> _LISTED RECORDS_
========================

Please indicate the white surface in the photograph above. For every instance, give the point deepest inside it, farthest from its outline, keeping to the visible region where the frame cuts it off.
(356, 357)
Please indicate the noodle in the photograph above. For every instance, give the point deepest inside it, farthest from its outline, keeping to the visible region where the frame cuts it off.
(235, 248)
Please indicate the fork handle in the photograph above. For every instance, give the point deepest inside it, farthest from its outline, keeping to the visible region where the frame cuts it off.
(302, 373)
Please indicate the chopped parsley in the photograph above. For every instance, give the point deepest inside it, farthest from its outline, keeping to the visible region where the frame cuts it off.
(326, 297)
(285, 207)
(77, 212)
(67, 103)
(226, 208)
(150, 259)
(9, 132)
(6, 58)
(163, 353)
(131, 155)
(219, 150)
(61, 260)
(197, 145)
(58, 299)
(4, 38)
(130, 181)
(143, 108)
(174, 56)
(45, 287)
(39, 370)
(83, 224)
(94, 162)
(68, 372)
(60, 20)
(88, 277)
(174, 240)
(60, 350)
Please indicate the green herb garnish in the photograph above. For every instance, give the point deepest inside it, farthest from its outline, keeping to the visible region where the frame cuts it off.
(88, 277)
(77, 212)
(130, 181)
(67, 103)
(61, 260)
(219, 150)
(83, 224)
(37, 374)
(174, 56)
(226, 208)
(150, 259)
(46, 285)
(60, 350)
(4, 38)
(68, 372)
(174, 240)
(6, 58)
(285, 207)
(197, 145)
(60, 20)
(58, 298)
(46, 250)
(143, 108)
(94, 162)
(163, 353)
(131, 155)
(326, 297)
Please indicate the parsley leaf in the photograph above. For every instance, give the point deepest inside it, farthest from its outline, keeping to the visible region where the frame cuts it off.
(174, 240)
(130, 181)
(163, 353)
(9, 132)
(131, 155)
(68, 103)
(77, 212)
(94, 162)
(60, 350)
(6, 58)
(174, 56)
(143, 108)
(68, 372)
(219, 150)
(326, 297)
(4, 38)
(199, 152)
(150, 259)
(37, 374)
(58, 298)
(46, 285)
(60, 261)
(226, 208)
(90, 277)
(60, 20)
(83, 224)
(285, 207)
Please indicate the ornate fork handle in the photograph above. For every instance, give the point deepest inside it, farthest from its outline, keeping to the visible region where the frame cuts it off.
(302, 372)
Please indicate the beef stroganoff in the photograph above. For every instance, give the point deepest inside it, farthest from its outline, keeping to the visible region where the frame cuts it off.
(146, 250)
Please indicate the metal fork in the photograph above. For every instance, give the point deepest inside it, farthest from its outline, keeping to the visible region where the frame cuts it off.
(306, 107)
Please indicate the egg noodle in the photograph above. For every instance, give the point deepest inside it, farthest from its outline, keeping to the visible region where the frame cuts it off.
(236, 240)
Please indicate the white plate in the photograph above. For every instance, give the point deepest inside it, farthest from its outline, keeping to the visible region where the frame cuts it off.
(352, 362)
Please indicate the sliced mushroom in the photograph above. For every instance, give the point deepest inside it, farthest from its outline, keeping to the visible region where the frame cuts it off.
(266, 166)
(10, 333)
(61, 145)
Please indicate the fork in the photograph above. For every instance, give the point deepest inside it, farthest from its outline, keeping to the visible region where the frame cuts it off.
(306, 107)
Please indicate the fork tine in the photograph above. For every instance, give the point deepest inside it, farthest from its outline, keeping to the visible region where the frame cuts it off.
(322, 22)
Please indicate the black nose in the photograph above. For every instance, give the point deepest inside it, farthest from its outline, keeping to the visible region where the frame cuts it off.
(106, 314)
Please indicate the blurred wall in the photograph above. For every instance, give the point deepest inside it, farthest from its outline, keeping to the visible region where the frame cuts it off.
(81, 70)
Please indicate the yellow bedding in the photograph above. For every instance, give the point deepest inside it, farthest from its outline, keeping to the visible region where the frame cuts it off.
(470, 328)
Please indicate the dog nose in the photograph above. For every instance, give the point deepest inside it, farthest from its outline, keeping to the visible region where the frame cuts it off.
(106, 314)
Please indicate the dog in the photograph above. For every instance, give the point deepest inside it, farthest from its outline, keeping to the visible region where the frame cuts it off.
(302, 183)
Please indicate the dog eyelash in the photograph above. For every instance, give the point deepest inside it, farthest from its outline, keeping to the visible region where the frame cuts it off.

========================

> _STATED GOAL_
Copy each record from above exactly, and include every line.

> _COMPLETE ANSWER_
Please indicate the white surface in the photograph above. For every instance, give the point deepest inside it, farthest from its outline, keeping to the visible region where the frame cuts it off.
(356, 357)
Please indicate the noodle in the photograph above. For every instance, give the point deepest inside it, farthest from its outline, keeping to the visible region where the frame cuts it off.
(235, 248)
Please indicate the fork handle in the photograph above. For every instance, give the point deepest inside it, farthest from its outline, keeping to the visible region where the frame cuts it off.
(302, 373)
Please indicate the chopped parsley in the photograph above. For every instance, give the point deepest inside it, farthest from its outline, keeping to the visible region where the frame cuts it off.
(326, 297)
(285, 207)
(77, 212)
(67, 103)
(226, 208)
(150, 259)
(9, 132)
(6, 58)
(163, 353)
(131, 155)
(219, 150)
(61, 260)
(197, 145)
(58, 299)
(4, 38)
(130, 181)
(143, 108)
(174, 56)
(45, 287)
(39, 370)
(83, 224)
(94, 162)
(68, 372)
(60, 20)
(88, 277)
(174, 240)
(60, 350)
Please indicate the green herb garnish in the photograph above. For every instance, give the point deepest inside it, farthest from its outline, keeping to the visible region where the frame cuts it off.
(88, 277)
(77, 212)
(130, 181)
(67, 103)
(61, 260)
(219, 150)
(83, 224)
(37, 374)
(174, 56)
(226, 208)
(150, 259)
(46, 285)
(60, 350)
(4, 38)
(68, 372)
(174, 240)
(6, 58)
(285, 207)
(197, 145)
(60, 20)
(58, 298)
(46, 250)
(143, 108)
(94, 162)
(163, 353)
(131, 155)
(326, 297)
Please indicate the parsley leaf in the photograph above. For every instance, give the point deepest inside it, farthest from its outline, keeping to the visible region where the frame cuts it off.
(174, 240)
(130, 181)
(163, 353)
(9, 132)
(131, 155)
(68, 103)
(77, 212)
(94, 162)
(60, 350)
(6, 58)
(174, 56)
(143, 108)
(68, 372)
(219, 150)
(326, 297)
(4, 38)
(199, 152)
(150, 259)
(37, 374)
(58, 298)
(46, 285)
(60, 261)
(226, 208)
(90, 277)
(60, 20)
(83, 224)
(285, 207)
Please indicate the ornate fork handle in the photograph above. For every instance, give the point deepest inside it, farthest from its outline, keeping to the visible region where the frame cuts it off.
(302, 372)
Please indicate the beef stroganoff in the photograph above. For every instance, give the point deepest inside it, farthest from its outline, keeping to the visible region where the frame cuts it off.
(146, 250)
Please indicate the metal fork in the photograph above. For every instance, give the point deepest inside it, farthest from its outline, keeping to the visible region where the frame cuts it off.
(306, 107)
Please indicate the egg noodle in the photograph above. For every instance, give the point deepest inside it, farthest from its outline, keeping to the visible region where the frame cuts it off.
(236, 240)
Please indicate the white plate in the photograph above. For every instance, give the point deepest inside it, farthest from its outline, keeping to the visible region where the frame cuts it off.
(352, 362)
Please indicate the sliced mushroom in the photograph above. For every instance, give the point deepest inside it, farthest from its outline, keeping to the visible region where the frame cuts it off.
(266, 166)
(10, 333)
(61, 145)
Please indicate the fork in the photograph above. For every instance, give the point deepest inside it, farthest from its outline, keeping to the visible region where the frame cuts it off.
(306, 107)
Please indicate the fork tine in the photograph above. For every instance, give the point deepest inside it, farthest from its outline, keeping to the visible region where the frame cuts it off.
(322, 22)
Please indicate the black nose in the photograph above. For every instance, give the point deepest inside it, farthest from its outline, keeping to the visible region where the frame cuts it off.
(106, 314)
Please indicate the blurred wall in the photograph above. For every instance, give the point deepest inside it, farthest from its outline, keeping to the visible region where the frame cuts it off.
(81, 70)
Please indicate the yellow bedding in the photograph above. For every instance, give the point deepest inside it, farthest from its outline, keeping to the visible region where the frame cuts it off.
(470, 328)
Please indicate the dog nose in the photograph above. For every instance, give the point deepest inside it, farthest from its outline, keeping to the visible region where the frame cuts it off.
(106, 314)
Please indicate the dog in the photograph above. For every instance, give the point deepest inside it, farthest from its outline, keeping to the visible region where the frame cuts it off.
(302, 183)
Please indicate the dog eyelash in the photograph above. For every instance, give the point deepest inside it, farthest from its outline, keeping to the visible region where the frame cuts it off.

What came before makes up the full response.